[Goal] Rewrite every line of the records, starting with the line that contains "the bear's snout" and going on through the line that contains "x=562, y=227", both ends included. Shift each coordinate in the answers by adding 139 to it.

[The input]
┌──

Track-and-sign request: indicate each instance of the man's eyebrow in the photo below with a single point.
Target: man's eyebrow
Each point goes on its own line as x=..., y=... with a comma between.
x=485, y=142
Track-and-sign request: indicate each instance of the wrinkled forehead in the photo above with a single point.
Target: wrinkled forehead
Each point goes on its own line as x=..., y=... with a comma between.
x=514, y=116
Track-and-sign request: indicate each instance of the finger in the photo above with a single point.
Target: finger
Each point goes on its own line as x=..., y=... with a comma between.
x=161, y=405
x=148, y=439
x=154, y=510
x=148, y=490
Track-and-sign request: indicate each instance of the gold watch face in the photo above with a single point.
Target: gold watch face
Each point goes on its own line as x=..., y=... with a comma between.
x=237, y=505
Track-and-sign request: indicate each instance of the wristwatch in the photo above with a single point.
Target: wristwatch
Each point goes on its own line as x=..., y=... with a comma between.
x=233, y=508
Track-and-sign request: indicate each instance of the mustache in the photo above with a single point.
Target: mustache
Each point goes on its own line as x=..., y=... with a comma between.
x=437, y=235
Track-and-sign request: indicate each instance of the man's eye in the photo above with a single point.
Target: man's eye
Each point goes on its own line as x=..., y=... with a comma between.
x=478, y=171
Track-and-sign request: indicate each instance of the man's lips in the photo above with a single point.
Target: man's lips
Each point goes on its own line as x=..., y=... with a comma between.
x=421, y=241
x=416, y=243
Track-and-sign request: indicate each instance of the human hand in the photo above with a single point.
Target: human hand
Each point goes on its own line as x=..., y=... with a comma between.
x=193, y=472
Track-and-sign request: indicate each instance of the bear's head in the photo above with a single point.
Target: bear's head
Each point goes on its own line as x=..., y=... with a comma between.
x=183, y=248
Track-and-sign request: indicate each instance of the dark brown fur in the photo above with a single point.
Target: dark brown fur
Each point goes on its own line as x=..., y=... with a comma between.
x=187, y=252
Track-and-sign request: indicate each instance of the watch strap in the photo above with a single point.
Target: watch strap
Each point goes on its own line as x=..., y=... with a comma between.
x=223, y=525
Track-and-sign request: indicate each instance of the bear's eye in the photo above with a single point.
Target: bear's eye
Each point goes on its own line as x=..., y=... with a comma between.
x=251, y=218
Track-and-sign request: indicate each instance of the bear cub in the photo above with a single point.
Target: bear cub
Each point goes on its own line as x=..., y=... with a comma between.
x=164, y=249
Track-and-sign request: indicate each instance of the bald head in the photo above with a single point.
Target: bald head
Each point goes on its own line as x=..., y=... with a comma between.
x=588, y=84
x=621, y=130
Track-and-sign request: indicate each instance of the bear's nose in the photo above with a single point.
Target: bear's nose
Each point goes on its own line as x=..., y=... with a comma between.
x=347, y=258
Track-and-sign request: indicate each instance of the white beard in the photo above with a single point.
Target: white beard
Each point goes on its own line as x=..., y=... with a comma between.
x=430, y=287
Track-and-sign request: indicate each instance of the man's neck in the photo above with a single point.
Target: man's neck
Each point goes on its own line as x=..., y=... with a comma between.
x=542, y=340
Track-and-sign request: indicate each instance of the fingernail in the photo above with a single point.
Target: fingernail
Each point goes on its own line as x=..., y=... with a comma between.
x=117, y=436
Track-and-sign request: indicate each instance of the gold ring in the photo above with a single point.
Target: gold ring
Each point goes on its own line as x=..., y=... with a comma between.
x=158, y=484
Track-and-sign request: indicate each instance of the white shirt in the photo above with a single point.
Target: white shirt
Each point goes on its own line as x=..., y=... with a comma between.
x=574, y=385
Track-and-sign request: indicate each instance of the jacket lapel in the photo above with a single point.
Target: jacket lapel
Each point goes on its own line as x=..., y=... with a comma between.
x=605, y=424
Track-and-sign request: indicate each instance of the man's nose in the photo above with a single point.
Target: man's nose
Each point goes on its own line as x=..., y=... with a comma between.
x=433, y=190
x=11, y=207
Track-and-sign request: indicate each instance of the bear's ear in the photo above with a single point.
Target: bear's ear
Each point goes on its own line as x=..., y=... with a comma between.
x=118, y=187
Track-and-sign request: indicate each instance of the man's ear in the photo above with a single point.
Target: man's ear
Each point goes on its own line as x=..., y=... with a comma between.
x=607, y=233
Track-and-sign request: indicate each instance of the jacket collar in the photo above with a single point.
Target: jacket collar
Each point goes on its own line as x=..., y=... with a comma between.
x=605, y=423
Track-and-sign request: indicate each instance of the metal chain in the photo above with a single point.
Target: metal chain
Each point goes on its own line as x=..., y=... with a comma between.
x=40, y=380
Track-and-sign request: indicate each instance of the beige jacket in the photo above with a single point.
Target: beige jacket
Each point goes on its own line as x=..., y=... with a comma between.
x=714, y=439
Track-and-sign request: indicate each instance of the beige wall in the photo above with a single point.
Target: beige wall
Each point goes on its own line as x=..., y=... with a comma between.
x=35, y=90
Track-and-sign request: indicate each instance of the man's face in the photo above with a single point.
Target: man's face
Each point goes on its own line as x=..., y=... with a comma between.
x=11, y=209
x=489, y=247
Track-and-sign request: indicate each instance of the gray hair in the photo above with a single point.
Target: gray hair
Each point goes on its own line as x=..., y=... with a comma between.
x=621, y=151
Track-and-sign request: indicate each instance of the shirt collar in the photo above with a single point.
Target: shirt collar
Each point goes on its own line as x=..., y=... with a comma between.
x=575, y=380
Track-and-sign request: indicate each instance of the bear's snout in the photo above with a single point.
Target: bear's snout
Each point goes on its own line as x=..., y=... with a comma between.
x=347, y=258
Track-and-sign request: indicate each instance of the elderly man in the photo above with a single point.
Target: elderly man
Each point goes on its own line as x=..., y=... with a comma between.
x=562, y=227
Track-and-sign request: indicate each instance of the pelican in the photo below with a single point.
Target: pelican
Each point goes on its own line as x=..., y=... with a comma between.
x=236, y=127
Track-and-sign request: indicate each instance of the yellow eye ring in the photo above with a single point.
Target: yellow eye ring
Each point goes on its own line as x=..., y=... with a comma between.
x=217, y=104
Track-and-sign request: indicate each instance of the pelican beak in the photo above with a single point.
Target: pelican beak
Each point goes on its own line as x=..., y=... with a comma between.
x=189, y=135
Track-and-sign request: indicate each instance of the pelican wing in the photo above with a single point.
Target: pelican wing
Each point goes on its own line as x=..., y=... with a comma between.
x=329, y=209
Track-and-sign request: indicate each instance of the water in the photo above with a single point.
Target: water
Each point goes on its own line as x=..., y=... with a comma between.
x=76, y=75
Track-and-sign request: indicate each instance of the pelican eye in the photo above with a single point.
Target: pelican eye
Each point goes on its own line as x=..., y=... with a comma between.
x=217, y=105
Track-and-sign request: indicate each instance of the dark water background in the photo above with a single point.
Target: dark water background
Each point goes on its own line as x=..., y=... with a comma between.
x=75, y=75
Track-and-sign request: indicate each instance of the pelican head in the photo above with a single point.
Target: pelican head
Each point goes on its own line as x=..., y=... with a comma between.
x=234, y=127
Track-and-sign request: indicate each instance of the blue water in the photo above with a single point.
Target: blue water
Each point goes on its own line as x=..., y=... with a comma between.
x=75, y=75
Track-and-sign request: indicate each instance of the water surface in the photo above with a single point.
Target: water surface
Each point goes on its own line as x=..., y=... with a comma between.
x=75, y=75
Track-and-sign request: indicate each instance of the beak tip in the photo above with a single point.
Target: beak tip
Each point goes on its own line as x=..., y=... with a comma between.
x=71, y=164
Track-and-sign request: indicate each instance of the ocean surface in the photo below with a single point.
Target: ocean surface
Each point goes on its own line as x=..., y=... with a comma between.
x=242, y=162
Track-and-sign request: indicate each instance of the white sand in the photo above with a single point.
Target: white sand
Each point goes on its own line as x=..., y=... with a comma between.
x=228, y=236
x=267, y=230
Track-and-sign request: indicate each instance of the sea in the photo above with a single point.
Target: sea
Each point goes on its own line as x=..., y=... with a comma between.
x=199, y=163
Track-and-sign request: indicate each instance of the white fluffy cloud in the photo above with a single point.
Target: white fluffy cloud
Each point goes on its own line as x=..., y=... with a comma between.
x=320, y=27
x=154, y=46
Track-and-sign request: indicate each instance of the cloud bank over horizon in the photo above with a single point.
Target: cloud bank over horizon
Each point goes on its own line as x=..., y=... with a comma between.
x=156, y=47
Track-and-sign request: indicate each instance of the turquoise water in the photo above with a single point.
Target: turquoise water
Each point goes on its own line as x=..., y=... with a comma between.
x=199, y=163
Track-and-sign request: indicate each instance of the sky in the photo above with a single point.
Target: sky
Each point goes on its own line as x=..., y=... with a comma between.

└──

[Answer to the task]
Track-and-sign request: indicate each instance of the bear's snout in the photo above with a single point.
Target: bear's snout
Each point goes on its own line as x=..., y=... with a comma between.
x=486, y=397
Track-and-sign request: indicate each instance of the elderly man in the photo above with a single point.
Target: elderly man
Each point goes on its own line as x=..., y=... with a comma between.
x=701, y=366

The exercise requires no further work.